TASK DETAILS> List each line in the items below that contains the string "outline".

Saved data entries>
• • •

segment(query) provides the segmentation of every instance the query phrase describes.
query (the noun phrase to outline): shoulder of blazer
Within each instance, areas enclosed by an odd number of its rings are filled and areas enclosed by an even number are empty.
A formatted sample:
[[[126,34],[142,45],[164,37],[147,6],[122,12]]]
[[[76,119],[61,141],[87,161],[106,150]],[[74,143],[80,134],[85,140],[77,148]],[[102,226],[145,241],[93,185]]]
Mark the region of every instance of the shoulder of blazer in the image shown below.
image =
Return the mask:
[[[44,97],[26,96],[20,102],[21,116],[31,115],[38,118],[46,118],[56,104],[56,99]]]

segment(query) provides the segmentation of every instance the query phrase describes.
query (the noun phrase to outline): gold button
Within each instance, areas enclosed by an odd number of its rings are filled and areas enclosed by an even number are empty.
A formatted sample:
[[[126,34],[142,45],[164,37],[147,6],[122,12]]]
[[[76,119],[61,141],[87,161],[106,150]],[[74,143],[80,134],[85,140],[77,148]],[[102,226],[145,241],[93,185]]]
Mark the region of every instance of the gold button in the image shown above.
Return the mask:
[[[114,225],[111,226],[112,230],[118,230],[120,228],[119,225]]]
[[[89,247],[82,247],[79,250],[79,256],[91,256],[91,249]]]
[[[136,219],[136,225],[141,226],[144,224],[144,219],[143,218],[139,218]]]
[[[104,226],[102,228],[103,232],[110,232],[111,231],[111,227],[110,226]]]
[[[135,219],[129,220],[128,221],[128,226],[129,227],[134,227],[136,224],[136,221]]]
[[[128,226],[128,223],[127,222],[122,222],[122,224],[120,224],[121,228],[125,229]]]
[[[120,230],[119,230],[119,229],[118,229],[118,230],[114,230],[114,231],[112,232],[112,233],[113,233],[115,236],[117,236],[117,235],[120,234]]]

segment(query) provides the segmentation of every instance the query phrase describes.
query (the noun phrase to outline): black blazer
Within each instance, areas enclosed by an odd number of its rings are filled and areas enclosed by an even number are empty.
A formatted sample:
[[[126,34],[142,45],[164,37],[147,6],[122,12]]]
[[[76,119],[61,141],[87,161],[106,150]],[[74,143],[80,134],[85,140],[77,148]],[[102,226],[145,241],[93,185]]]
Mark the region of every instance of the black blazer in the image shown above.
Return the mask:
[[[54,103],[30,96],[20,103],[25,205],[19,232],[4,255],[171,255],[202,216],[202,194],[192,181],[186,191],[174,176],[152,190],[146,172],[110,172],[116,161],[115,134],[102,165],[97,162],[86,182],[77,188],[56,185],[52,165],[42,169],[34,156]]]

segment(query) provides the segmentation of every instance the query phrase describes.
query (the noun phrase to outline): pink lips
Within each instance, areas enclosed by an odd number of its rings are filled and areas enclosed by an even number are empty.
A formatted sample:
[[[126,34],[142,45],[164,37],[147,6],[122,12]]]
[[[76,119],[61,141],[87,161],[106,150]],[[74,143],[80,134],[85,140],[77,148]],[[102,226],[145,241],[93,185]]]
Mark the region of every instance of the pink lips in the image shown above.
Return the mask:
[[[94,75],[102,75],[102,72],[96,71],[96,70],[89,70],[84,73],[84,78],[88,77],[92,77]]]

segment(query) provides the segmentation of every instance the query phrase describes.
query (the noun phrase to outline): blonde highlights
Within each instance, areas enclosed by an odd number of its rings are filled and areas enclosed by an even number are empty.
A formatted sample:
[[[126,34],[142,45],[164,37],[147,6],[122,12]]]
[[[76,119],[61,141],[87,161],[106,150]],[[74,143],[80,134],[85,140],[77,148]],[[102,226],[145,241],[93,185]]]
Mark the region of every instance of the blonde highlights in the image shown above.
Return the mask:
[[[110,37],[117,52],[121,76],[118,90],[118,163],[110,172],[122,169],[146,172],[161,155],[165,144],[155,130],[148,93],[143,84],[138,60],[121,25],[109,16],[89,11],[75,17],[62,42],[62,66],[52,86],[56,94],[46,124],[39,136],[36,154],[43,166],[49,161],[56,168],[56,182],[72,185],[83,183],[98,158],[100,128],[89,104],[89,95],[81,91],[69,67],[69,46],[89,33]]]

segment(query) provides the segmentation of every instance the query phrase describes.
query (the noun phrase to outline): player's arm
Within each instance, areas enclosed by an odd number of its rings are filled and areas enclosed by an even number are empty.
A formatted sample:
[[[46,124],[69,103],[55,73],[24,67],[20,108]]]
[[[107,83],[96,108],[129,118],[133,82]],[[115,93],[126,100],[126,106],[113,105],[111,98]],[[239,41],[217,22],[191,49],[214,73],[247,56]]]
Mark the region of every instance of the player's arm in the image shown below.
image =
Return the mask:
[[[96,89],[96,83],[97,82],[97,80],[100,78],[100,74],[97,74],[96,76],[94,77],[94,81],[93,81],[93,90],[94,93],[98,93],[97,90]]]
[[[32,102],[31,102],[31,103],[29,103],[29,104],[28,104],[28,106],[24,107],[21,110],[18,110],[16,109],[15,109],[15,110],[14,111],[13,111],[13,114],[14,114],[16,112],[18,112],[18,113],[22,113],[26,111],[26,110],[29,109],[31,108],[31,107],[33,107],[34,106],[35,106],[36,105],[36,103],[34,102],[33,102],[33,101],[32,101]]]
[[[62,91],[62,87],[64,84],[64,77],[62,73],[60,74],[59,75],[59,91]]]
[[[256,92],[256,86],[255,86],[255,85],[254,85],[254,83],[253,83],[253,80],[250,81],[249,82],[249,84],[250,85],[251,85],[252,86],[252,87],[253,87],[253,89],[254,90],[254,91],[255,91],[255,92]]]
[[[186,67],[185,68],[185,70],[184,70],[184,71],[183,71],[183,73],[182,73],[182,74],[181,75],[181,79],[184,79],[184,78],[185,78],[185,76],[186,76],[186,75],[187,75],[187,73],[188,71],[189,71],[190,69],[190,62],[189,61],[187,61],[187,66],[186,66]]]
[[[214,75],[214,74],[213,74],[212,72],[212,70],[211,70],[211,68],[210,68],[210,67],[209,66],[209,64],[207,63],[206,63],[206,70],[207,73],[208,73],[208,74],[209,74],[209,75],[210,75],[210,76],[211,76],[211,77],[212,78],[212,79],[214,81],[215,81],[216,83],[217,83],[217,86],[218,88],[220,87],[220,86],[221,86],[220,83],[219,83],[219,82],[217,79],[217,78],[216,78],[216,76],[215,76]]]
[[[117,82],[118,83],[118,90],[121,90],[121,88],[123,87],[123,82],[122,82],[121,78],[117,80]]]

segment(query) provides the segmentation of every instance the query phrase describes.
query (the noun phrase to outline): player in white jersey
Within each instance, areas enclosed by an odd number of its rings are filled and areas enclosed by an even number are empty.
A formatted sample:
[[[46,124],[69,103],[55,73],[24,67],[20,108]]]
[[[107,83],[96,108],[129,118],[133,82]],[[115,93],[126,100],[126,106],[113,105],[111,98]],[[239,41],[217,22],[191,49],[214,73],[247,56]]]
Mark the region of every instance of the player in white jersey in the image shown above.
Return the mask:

• • •

REPLY TO THE TASK>
query (the noun phrase to outline): shoulder of blazer
query (the noun phrase to outline): gold button
query (the noun phrase to outline): black blazer
query (the noun phrase to outline): pink lips
query (the noun phrase to outline): blonde highlights
query (the noun phrase to outline): player's arm
query (the noun phrase to outline): player in white jersey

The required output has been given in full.